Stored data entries
###
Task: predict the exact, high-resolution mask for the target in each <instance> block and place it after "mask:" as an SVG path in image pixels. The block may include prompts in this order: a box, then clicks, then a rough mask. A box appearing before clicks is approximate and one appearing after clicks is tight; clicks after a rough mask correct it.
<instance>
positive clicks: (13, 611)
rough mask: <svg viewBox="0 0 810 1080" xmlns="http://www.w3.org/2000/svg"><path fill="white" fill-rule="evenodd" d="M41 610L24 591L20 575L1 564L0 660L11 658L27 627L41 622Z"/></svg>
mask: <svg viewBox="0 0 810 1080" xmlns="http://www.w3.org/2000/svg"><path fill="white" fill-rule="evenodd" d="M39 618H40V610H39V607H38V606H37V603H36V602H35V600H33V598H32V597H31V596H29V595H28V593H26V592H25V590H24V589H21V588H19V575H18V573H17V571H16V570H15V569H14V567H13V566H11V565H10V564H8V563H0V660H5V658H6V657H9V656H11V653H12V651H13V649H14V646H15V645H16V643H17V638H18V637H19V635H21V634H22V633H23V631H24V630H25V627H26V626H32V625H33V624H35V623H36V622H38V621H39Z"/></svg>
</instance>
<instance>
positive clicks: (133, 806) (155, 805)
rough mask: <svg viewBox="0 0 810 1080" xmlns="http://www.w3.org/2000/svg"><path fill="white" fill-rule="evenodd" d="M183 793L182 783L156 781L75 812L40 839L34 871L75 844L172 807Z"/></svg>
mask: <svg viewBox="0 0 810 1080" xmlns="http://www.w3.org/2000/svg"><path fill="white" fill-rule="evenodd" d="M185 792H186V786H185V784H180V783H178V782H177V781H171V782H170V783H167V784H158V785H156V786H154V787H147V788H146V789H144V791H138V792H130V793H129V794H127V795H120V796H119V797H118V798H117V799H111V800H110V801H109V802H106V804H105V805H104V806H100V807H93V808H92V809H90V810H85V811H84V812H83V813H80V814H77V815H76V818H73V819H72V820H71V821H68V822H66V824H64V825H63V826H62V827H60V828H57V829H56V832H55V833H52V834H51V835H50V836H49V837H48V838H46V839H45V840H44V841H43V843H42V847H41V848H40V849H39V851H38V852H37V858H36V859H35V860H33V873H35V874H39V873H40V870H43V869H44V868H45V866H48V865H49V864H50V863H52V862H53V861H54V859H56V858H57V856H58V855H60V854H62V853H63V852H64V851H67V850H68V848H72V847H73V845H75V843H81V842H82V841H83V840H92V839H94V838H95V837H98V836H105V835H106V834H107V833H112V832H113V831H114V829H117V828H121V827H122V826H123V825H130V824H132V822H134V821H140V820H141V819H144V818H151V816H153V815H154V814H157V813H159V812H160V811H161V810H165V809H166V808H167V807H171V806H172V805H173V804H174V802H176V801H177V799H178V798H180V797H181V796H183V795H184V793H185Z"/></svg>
###
◆ **What to do**:
Line count for "instance": say how many lines of the entries above include that word, and give only the number.

◆ **Response**:
4